▶ _Consignes et exigences_: Pourriez-vous recopier à l'identique, dans le texte sur l'anticatalanisme valencien ci-dessous, le passage qui commence aux mots « Le sécessionnisme peut » et s'arrête après les mots « processus de normalisation. » ?

▶ _Texte source_:
________

Le sécessionnisme peut ainsi être présenté comme plus insidieux que toute politique discriminatoire. De prime abord plus acceptable que la censure, il n’en demeure pas moins un levier puissant permettant de mettre, sinon un terme, un frein, au processus de normalisation.

Un autre ensemble de motivations est un anticatalanisme exacerbé orienté vers deus groupes identiquement stigmatisés : les Catalans, catalanistes ou non, et les Valenciens partisans de l’unité linguistique. Plongeant ses racines dans l’histoire commune et différenciée des deux territoires voisins, cet anticatalanisme prit corps à un moment-clef de l’expression du valencianisme, la publication de Nosaltres els Valencians de Joan Fuster en 1962. Si, après vingt-cinq années de franquisme, cette étude mit en exergue le degré d’adscription de la population à un ensemble singulier, doté d’une langue en perdition, l’attachement de l’essayiste aux "Pays Catalans " donna à cet anticatalanisme l’occasion de s’exprimer avec virulence. Ainsi, dès 1962, Diego Sevilla Andrés écrivit en réponse à la publication de Joan Fuster :

«[...] la personalité valencienne [...] requiert un traitement un peu plus délicat que celui que lui confèrent ces nouveaux nazis [...] qui parlent de Pays Catalans» [12].

Nourri par un mouvement spécifiquement valencien, le "blaverisme" en référence à la frange de couleur bleue ("blau") de l’emblème officiel de la Communauté (la “Senyera”), cet anticatalanisme s’exprima ensuite dans toute son horreur. Profitant des incertitudes politiques de la période pré-autonomique, les "blaveristes" procédèrent à une instrumentalisation du valencien, un dévoiement destiné à servir une idéologie d’extrême-droite :

«[...] l’anticatalanisme joue le rôle de colonne vertébrale [...] pour la première fois, il [devient] l’axe vertébrateur d’un mouvement socio-politique fasciste [...] sa victime préférée est un sujet endogène, ce sont les catalanistes [...]» [13].

________

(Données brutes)
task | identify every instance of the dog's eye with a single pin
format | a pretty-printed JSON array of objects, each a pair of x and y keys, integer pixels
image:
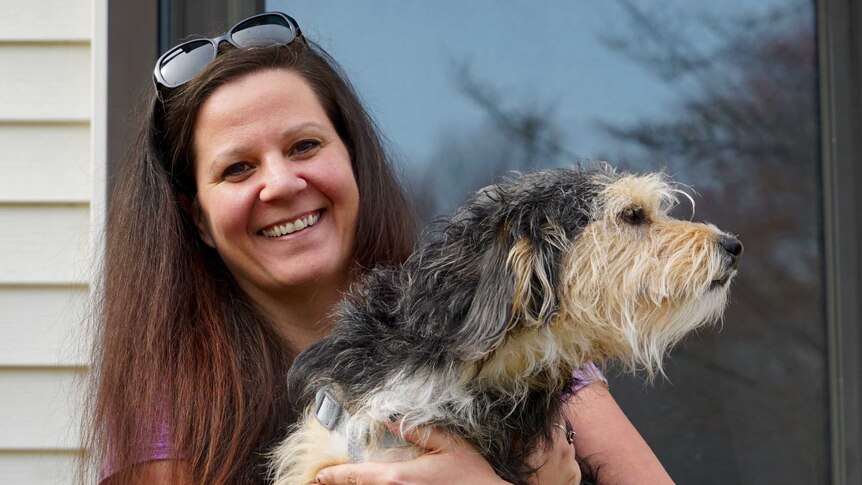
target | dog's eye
[{"x": 634, "y": 216}]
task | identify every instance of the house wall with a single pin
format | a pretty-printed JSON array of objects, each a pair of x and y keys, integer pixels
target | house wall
[{"x": 52, "y": 158}]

________

▶ _Réponse complète_:
Le sécessionnisme peut ainsi être présenté comme plus insidieux que toute politique discriminatoire. De prime abord plus acceptable que la censure, il n’en demeure pas moins un levier puissant permettant de mettre, sinon un terme, un frein, au processus de normalisation.